**PROVIDED RECORDS**.
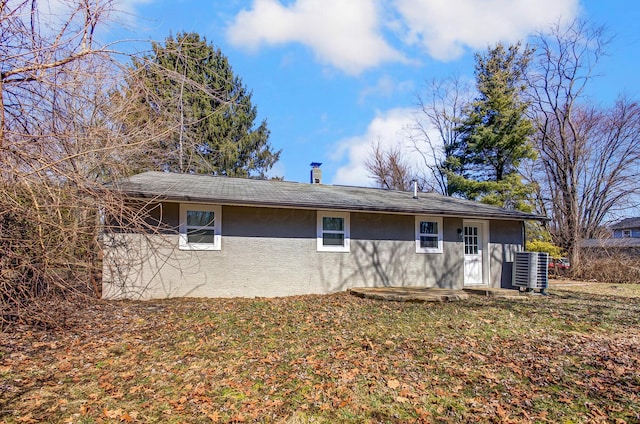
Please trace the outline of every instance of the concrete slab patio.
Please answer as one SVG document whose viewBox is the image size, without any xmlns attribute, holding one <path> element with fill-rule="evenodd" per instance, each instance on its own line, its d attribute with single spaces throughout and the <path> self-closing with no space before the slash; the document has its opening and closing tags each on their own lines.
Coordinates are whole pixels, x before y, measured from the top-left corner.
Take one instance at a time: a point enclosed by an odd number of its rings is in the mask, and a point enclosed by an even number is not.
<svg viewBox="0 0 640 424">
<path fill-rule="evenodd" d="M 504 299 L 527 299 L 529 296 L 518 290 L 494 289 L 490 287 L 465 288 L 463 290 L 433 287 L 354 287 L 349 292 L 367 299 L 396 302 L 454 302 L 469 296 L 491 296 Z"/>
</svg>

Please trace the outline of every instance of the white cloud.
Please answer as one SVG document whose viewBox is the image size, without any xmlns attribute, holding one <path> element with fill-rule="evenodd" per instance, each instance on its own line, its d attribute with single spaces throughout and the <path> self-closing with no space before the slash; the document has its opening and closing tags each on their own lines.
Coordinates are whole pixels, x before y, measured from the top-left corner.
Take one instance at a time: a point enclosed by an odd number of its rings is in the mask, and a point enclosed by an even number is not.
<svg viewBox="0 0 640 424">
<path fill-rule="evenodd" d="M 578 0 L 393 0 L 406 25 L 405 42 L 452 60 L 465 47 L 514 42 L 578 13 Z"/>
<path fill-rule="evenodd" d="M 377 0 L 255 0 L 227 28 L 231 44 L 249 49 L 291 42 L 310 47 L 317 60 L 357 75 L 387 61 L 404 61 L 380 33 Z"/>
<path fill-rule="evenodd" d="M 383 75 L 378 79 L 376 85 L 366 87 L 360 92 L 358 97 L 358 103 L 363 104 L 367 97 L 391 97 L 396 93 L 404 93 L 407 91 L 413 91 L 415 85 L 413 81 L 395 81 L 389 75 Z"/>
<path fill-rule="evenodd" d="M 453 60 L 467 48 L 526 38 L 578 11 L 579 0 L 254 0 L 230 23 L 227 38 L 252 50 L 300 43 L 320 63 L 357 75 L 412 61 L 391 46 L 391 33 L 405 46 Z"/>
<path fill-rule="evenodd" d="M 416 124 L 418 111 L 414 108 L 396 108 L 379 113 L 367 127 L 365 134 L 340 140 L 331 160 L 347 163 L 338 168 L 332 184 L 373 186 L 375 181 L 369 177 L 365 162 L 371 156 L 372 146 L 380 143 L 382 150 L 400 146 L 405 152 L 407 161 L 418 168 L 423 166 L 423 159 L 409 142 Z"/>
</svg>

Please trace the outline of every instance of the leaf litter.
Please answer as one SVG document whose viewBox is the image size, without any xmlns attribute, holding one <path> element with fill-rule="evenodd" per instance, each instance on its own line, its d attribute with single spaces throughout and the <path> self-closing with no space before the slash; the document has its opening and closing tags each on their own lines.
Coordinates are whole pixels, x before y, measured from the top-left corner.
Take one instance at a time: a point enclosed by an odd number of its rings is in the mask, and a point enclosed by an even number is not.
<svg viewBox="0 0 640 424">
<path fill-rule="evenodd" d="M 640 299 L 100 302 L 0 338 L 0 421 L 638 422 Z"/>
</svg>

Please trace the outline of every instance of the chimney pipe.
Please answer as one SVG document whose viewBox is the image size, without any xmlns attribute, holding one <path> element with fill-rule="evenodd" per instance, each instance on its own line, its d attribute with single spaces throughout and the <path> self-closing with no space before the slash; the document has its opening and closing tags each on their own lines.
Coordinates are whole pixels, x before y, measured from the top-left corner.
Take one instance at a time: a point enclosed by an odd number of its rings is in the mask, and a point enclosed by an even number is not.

**SET PROBLEM**. Write these lines out again with "whole pixels" swapped for "integer pixels" everywhere it occurs, and change nothing else. Leave out the pictures.

**FULL OUTPUT**.
Please trace the outline of every instance of the concrete slab patio.
Please answer as one SVG document whose viewBox is the image size, without any xmlns attribute, holding one <path> element with fill-rule="evenodd" per instance, each instance on its own line, its d attribute with single spaces throughout and the <path> self-closing with no space before the slash; the document has its opening and closing tags each on their own lines.
Coordinates are integer pixels, x before y, measured from the top-left corner.
Take one instance at a time: a point enclosed by an odd number of its rings is in the mask, and a point enclosed by an even number is not.
<svg viewBox="0 0 640 424">
<path fill-rule="evenodd" d="M 504 299 L 527 299 L 529 296 L 518 290 L 494 289 L 490 287 L 465 288 L 463 290 L 433 287 L 354 287 L 349 292 L 367 299 L 396 302 L 454 302 L 469 296 L 491 296 Z"/>
</svg>

Please trace the outline of every instance of the white cloud.
Please answer as one SVG document whose viewBox is the image size, without any xmlns attribute, holding one <path> element with fill-rule="evenodd" per instance, each instance on its own line, its d attribute with single spaces throughout and the <path> self-closing with no space before the slash; the document has its opening and closing tags each on their own lines.
Coordinates are integer pixels, x before y, measured from the top-left corner.
Take one instance at a time: a point enclosed by an odd number of its rings is in the mask, and a point enclosed by an even number is not.
<svg viewBox="0 0 640 424">
<path fill-rule="evenodd" d="M 578 0 L 393 0 L 406 25 L 405 42 L 452 60 L 465 47 L 514 42 L 578 13 Z"/>
<path fill-rule="evenodd" d="M 377 0 L 255 0 L 227 28 L 231 44 L 249 49 L 291 42 L 310 47 L 317 60 L 357 75 L 387 61 L 404 61 L 380 33 Z"/>
<path fill-rule="evenodd" d="M 383 75 L 378 79 L 376 85 L 366 87 L 360 92 L 358 97 L 358 103 L 363 104 L 367 97 L 391 97 L 396 93 L 404 93 L 407 91 L 413 91 L 415 85 L 413 81 L 395 81 L 389 75 Z"/>
<path fill-rule="evenodd" d="M 453 60 L 467 48 L 526 38 L 578 11 L 579 0 L 254 0 L 230 23 L 227 38 L 252 50 L 300 43 L 320 63 L 357 75 L 412 61 L 391 46 L 391 33 L 405 46 Z"/>
<path fill-rule="evenodd" d="M 416 124 L 418 111 L 414 108 L 396 108 L 379 113 L 367 127 L 365 134 L 340 140 L 331 160 L 347 163 L 338 168 L 332 184 L 373 186 L 375 181 L 369 177 L 365 162 L 371 156 L 372 146 L 380 143 L 382 150 L 400 146 L 405 152 L 407 161 L 418 168 L 423 166 L 423 159 L 409 142 Z"/>
</svg>

Please trace the outline of every instance of the leaf litter.
Please answer as one SVG document whose viewBox is the image size, without any xmlns attribute, holding one <path> element with fill-rule="evenodd" per instance, each instance on its own line, its d attribute with single spaces throughout and the <path> self-closing with no space before the slash; the document has its opening and closing tags each on their own lines.
Coordinates are integer pixels, x before y, measured from the top-left corner.
Take one instance at a time: a point enclosed by an odd number of its rings is in the mask, and a point enclosed by an even number is not.
<svg viewBox="0 0 640 424">
<path fill-rule="evenodd" d="M 640 299 L 100 302 L 0 338 L 0 421 L 638 422 Z"/>
</svg>

Please trace the outline of every instance of the chimney pipe.
Please answer as one SVG document whose viewBox is the image size, without any xmlns attribute, holding one <path> element with fill-rule="evenodd" per instance, each instance on its own line, its d attribute with single spaces throughout and the <path> self-closing with no space before the slash; the document has its opening and closing tags each on their own lines.
Coordinates are integer pixels, x before y, measured from the top-left corner.
Take one instance at a time: a point enclosed by an odd number of its rings is in the mask, and a point enclosed by an even number is not.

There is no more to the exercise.